_Task description_: Which rows below contain the string "with", counting uppercase and lowercase as different? Copy out each of those rows in full.
####
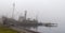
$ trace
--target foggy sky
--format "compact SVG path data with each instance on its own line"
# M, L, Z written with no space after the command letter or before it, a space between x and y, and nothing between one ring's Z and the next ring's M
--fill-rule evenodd
M27 11L28 18L36 18L36 15L38 15L39 21L65 21L65 0L0 0L1 16L12 16L12 4L14 1L15 18L20 15L24 15L24 11Z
####
_Full answer_:
--format "compact SVG path data with each instance on its own line"
# M, L, Z written with no space after the command letter or before it, a space between x and y, and nothing between one ring's Z and the next ring's M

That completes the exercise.